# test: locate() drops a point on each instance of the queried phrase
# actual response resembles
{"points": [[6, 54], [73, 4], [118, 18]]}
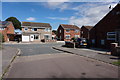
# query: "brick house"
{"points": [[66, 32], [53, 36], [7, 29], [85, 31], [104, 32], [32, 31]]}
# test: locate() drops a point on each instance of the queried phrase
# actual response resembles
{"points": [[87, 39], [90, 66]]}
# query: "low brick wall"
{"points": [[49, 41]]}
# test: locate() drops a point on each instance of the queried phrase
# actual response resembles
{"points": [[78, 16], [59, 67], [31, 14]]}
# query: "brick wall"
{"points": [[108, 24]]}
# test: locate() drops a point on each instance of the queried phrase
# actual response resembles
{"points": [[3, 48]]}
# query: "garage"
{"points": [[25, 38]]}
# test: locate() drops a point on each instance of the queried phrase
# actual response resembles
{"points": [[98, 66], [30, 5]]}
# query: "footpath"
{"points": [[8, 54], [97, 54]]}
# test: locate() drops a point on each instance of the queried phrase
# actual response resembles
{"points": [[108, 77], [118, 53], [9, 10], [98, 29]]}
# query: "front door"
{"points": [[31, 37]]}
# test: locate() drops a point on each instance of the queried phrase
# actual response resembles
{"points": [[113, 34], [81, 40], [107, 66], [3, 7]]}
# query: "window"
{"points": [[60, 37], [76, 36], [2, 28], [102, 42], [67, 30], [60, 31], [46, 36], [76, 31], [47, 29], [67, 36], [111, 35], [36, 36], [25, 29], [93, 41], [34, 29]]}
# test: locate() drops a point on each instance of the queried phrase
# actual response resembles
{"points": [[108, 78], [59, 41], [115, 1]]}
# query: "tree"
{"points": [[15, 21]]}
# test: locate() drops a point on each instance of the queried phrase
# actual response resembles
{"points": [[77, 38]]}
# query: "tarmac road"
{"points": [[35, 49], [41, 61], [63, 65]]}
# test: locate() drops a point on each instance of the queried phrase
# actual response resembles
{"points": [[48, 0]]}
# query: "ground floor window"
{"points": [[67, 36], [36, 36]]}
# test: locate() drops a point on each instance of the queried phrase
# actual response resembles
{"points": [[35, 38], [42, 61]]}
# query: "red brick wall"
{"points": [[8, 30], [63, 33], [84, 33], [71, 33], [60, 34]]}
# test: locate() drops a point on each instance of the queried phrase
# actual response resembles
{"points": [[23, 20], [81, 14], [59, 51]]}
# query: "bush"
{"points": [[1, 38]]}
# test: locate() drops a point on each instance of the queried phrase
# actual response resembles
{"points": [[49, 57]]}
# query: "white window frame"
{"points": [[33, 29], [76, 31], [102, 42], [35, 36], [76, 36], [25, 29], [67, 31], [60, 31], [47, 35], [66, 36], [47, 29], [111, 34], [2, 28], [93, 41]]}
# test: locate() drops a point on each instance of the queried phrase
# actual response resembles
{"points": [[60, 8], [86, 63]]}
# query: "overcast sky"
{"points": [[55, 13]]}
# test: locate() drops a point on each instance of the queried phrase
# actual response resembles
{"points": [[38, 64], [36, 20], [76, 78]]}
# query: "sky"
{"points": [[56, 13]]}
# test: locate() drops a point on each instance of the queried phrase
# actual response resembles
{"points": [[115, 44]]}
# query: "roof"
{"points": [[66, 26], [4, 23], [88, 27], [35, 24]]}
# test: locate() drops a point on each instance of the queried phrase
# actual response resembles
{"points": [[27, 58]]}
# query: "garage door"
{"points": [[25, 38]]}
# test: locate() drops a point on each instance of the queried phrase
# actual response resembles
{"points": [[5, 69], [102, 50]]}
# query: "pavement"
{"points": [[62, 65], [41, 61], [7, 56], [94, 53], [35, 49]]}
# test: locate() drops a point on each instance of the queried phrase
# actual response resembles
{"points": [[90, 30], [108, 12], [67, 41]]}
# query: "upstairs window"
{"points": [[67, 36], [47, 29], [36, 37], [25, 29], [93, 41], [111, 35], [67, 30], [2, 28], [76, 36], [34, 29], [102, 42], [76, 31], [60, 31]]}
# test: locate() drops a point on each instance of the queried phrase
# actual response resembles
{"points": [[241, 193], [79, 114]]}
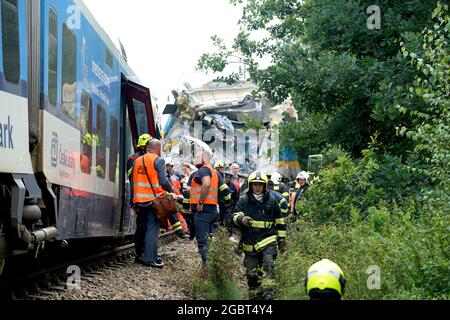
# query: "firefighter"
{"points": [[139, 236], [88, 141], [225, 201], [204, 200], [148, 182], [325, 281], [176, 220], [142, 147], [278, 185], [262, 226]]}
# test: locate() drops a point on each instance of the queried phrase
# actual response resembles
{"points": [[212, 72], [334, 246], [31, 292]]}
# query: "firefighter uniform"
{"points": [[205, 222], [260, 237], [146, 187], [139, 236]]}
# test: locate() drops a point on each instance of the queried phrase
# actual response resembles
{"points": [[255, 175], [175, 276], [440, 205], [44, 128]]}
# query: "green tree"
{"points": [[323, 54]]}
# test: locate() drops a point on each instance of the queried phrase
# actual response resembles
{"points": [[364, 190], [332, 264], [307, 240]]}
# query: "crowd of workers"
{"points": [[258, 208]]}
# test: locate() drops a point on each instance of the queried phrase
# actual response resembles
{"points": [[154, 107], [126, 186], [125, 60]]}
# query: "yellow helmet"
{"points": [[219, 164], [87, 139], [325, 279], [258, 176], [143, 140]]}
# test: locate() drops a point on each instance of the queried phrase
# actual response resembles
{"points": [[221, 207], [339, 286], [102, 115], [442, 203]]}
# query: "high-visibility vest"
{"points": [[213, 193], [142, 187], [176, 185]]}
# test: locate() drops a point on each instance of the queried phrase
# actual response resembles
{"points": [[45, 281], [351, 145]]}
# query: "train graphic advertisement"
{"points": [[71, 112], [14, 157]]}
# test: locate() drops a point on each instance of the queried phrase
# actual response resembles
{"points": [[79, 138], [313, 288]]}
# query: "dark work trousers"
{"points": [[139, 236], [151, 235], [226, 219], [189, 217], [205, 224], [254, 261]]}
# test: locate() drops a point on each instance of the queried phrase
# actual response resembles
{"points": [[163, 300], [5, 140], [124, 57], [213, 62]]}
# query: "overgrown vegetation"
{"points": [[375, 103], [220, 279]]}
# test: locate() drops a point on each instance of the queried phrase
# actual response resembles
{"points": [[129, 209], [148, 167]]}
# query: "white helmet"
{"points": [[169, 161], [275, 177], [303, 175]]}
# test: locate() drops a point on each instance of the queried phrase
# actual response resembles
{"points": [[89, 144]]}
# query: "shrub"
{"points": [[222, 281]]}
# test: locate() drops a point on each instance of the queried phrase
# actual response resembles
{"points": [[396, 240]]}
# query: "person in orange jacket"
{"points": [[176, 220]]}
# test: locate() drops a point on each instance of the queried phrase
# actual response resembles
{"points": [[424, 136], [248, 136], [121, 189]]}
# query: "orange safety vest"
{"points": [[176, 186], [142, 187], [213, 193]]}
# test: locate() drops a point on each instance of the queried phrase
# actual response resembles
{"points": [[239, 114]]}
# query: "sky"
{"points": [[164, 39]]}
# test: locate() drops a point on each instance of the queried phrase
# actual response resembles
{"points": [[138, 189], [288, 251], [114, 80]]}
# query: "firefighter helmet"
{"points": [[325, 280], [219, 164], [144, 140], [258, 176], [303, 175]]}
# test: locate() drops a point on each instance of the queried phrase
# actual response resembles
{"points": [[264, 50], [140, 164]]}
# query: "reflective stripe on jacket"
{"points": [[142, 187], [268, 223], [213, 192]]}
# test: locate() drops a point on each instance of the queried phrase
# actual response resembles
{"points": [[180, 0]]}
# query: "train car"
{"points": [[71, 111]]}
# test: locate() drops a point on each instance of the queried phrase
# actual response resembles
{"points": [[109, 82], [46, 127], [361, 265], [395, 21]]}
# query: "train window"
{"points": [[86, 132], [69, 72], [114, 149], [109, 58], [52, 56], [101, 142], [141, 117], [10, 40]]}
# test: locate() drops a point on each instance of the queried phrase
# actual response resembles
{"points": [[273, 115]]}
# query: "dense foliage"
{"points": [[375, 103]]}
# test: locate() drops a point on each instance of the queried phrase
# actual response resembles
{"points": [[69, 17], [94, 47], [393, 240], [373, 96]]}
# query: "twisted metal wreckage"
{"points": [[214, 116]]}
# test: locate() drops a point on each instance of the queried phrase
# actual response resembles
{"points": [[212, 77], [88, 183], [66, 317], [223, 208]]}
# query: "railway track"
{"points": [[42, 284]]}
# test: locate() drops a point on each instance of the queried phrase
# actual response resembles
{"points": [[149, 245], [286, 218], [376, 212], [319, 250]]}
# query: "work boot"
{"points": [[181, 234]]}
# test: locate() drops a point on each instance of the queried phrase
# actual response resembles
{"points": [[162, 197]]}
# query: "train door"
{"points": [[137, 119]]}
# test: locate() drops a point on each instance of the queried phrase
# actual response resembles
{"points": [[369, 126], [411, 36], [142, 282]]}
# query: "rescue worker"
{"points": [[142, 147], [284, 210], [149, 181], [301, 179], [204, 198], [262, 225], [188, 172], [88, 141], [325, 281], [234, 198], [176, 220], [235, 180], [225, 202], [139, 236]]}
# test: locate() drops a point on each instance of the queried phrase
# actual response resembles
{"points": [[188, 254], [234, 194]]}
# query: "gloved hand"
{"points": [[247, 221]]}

--

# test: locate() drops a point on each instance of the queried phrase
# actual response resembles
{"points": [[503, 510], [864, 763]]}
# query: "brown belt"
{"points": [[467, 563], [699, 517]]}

--

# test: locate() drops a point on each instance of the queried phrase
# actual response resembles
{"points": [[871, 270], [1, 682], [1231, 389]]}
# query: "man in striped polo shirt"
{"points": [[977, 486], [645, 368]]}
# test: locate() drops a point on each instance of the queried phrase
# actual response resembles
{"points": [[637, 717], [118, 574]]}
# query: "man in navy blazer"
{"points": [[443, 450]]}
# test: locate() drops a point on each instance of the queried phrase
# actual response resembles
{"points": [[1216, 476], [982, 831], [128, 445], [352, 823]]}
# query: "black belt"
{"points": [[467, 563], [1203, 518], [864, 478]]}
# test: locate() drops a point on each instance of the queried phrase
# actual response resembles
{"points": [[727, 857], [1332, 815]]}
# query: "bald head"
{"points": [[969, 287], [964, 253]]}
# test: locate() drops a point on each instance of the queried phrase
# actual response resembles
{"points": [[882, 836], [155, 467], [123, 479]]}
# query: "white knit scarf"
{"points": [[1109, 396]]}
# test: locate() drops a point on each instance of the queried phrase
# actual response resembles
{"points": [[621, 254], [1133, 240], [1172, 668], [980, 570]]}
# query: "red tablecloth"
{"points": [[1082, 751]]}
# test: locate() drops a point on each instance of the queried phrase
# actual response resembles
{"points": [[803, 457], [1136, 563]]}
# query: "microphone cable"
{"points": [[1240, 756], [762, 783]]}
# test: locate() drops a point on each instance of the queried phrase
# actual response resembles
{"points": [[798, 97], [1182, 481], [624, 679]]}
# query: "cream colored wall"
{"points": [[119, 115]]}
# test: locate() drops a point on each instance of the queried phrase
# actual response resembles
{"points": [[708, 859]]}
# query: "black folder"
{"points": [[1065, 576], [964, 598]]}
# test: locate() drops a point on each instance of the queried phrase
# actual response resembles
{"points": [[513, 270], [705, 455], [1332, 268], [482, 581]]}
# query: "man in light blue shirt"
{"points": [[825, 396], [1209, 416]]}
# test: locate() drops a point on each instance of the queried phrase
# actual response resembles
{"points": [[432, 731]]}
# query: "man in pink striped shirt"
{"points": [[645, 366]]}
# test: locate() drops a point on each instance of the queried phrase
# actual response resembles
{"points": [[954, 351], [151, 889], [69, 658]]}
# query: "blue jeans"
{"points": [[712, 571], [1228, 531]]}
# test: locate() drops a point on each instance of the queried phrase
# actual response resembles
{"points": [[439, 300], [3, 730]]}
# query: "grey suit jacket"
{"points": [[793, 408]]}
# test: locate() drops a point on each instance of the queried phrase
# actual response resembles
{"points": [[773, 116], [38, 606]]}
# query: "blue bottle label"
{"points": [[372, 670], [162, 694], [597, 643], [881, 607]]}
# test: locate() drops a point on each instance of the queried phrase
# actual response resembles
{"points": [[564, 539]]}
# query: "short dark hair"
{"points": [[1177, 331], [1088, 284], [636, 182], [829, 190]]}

TASK
Count the lines in the items above that contain the string "window". Reply with the number alone.

SOLVED PROBLEM
5